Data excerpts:

------------------------------------------------

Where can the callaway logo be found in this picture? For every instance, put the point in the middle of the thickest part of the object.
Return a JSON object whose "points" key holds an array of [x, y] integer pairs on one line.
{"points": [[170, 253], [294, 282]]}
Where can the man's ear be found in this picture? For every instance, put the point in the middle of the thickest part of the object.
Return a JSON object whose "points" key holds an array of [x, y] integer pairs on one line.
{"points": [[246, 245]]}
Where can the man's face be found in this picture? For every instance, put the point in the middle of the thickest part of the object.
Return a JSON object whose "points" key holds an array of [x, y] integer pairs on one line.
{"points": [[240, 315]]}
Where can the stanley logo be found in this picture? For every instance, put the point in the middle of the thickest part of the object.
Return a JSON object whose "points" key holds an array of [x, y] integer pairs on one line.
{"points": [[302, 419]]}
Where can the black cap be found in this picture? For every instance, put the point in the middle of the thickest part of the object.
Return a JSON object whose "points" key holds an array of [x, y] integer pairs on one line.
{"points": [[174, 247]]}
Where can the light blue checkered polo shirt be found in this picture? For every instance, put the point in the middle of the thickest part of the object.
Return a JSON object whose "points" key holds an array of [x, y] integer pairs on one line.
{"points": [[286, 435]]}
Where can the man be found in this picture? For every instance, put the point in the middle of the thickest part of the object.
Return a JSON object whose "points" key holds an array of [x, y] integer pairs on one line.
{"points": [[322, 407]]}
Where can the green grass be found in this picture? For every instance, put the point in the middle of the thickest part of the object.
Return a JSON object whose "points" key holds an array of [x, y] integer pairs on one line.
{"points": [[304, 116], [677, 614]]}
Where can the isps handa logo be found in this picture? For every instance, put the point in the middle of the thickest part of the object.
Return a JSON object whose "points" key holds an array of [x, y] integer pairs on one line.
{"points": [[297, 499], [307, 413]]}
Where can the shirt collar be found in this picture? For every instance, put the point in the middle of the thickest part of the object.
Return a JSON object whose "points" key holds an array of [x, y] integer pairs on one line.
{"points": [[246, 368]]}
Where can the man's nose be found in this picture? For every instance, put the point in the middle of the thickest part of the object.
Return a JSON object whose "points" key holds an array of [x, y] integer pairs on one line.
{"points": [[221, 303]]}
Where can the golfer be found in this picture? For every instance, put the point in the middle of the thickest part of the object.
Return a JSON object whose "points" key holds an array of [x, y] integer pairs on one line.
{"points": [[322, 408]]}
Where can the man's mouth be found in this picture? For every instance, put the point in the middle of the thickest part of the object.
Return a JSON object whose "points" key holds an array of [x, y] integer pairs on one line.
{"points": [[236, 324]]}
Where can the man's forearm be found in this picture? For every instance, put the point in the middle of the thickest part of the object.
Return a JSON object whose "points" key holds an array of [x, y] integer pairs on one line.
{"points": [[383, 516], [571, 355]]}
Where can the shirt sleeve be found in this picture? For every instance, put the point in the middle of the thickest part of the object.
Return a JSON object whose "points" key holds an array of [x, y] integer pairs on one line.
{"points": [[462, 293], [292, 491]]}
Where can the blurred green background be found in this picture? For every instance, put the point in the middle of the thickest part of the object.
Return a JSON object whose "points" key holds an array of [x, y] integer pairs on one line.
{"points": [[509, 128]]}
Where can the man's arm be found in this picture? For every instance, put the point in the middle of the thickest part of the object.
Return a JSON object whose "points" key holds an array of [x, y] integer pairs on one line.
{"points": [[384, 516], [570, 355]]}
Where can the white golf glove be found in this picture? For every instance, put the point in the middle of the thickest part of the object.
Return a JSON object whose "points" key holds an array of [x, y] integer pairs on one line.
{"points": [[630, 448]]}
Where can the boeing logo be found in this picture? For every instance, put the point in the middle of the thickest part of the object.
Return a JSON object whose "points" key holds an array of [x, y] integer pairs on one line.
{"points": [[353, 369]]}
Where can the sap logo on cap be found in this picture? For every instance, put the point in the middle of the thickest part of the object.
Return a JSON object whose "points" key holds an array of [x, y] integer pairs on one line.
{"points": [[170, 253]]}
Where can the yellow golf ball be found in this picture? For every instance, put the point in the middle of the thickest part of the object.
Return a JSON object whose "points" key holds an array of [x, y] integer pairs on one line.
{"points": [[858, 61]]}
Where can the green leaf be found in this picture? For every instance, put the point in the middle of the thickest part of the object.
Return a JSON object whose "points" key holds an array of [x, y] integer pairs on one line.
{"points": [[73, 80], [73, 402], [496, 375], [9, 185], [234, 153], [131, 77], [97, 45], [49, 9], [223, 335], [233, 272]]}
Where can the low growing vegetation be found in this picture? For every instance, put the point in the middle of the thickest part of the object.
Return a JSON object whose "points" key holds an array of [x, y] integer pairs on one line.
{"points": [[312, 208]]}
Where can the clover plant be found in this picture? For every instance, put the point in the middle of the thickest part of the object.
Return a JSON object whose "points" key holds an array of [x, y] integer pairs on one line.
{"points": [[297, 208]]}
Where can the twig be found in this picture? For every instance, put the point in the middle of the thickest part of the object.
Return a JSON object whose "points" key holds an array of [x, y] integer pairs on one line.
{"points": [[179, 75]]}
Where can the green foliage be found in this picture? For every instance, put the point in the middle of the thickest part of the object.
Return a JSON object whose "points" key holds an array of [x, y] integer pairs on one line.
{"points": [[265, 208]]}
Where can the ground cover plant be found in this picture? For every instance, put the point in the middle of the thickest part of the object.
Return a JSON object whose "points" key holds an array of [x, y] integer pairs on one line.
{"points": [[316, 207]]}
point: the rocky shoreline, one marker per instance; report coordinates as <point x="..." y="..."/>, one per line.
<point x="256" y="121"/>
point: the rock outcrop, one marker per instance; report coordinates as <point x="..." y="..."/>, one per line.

------------------------------------------------

WHAT THE TASK REQUIRES: Output the data exactly, so that every line matches the original.

ANSWER BOX:
Where can the callaway logo be found in this picture? For every instance, put the point in the middle of the thickest part of the object.
Return a JSON object whose "points" key holds an array of [x, y] integer pairs on one line.
{"points": [[170, 253], [294, 282]]}
Where can the man's ear be found in this picture? For every instance, put the point in the middle of the thickest part of the object.
Return a JSON object whose "points" key holds an array of [x, y] integer pairs on one line.
{"points": [[246, 245]]}
Where can the man's face be found in this picture? For every instance, put the point in the middle of the thickest part of the object.
Return a JSON object whose "points" key holds an array of [x, y] integer pairs on one line.
{"points": [[240, 315]]}
Where can the stanley logo be found in this picture? For every instance, put the point in the middle of the thickest part of the object.
Return a JSON object whose "points" key holds an array of [x, y] integer pairs on one line.
{"points": [[302, 419]]}
Where can the black cap be found in this picture? For every instance, put the point in the middle of the thickest part of the object.
Return a JSON object whose "points" key holds an array of [x, y] integer pairs on one line.
{"points": [[174, 247]]}
Where can the light blue checkered polo shirt be found in this picture? For every instance, put the point in the middle of the thickest part of the object.
Return a JSON object whose "points" key holds an array of [x, y] integer pairs on one line.
{"points": [[286, 435]]}
Where can the man be found in this picture? For every instance, put the point in the middle of the thickest part of the object.
Return a JSON object whose "points" key holds an array of [x, y] integer pairs on one line.
{"points": [[322, 407]]}
Where can the green grass be found in this picture? For every instance, put the point in the middle of the thickest part of the object.
Return a JSON object whose "points" key holds an array of [x, y] integer pairs on one line.
{"points": [[304, 116], [677, 614]]}
Where can the isps handa logo be found in this picture? For every instance, put the point in the middle of the thickest part of the object.
Return a JSON object whose "points" key holds an array of [x, y] integer pairs on one line.
{"points": [[297, 499], [307, 413]]}
Where can the shirt collar be found in this picture? For every instance, put the point in the middle of the thickest part of the object.
Return a JSON object whose "points" key holds an array of [x, y] integer pairs on one line.
{"points": [[246, 368]]}
Where can the man's nose be found in this picture? For every instance, put the point in the middle of the thickest part of the object.
Return a JSON object whose "points" key holds an array of [x, y] integer pairs on one line.
{"points": [[221, 303]]}
Where can the golfer be found in this picture? For every instance, put the point in the middle of the thickest part of the object.
Return a JSON object whose "points" key holds an array of [x, y] integer pairs on one line.
{"points": [[322, 408]]}
Where can the man's mouth be found in this picture? For every instance, put the point in the middle of the thickest part of the object.
Return a JSON object whose "points" key holds an array of [x, y] integer pairs on one line.
{"points": [[236, 324]]}
Where can the man's forearm be found in this picture? For every instance, put the point in the middle of the thickest part of the object.
Return a JSON object whose "points" key holds an array of [x, y] integer pairs on one line.
{"points": [[383, 516], [571, 355]]}
Where can the shirt sleeve be found in this picture? For every instance, put the point in the middle of the thickest part of the object.
Return a JSON object whose "points" key holds an array of [x, y] integer pairs on one line.
{"points": [[462, 293], [292, 491]]}
Where can the blurred green background be found in this picture? For every instance, put the point in the middle of the thickest part of the object.
Return a JSON object whose "points" key holds an array of [x, y] integer pairs on one line.
{"points": [[509, 128]]}
Where can the man's arm be found in this picture? For every instance, put the point in the middle of the thickest part of the object.
Return a JSON object whose "points" key holds an array of [x, y] integer pairs on one line.
{"points": [[384, 516], [570, 355]]}
Where can the white golf glove be found in this picture? For every instance, put the point in the middle of the thickest part of the object.
Return a JSON object whose "points" key holds an array of [x, y] integer pairs on one line.
{"points": [[630, 448]]}
Where can the boeing logo be found in this picture? For every instance, put the point in the middle of the thickest part of the object.
Return a JSON object whose "points" key holds an array of [x, y] integer pairs on one line.
{"points": [[353, 369]]}
Where can the sap logo on cap be found in this picture? For every instance, put the point in the middle of the thickest part of the object.
Return a JSON object whose "points" key holds an array of [x, y] integer pairs on one line.
{"points": [[170, 253]]}
Where can the yellow golf ball be found in this picture? For every instance, put the point in the middle of the thickest part of the object.
Return a JSON object whose "points" key holds an array of [x, y] integer pairs on one line.
{"points": [[858, 61]]}
Where can the green leaf be found in this picture? For every instance, put the point in the middle of the thickest part of the object.
Return a JSON object whose "points" key holds an array of [x, y] integer pairs on one line.
{"points": [[73, 80], [73, 402], [496, 375], [9, 185], [234, 153], [131, 77], [97, 45], [49, 9], [223, 335], [233, 272]]}
Where can the low growing vegetation be found in this picture? For every instance, put the point in the middle of the thickest part of the object.
Return a JSON object whose "points" key holds an array of [x, y] integer pairs on one line.
{"points": [[312, 208]]}
Where can the clover plant be found in this picture? For every instance, put the point in the middle of the thickest part of the object.
Return a JSON object whose "points" key holds an array of [x, y] integer pairs on one line.
{"points": [[297, 208]]}
Where can the twig be found in this picture? For every instance, put the point in the middle of the thickest part of the object.
Return a JSON object whose "points" key holds an array of [x, y] integer pairs on one line.
{"points": [[179, 75]]}
Where can the green foliage be found in this picture? For every instance, put the point in the middle of the thickest part of the object.
Return a JSON object whose "points" key holds an array of [x, y] integer pairs on one line.
{"points": [[265, 208]]}
Where can the ground cover plant be found in this picture? For every instance, put the point in the middle of the thickest part of the object.
Return a JSON object whose "points" key holds an array of [x, y] integer pairs on one line.
{"points": [[316, 207]]}
point: the rocky shoreline, one marker per instance; report coordinates as <point x="..." y="..."/>, one per line.
<point x="256" y="121"/>
point: the rock outcrop, one marker per instance; report coordinates as <point x="..." y="..."/>, one per line.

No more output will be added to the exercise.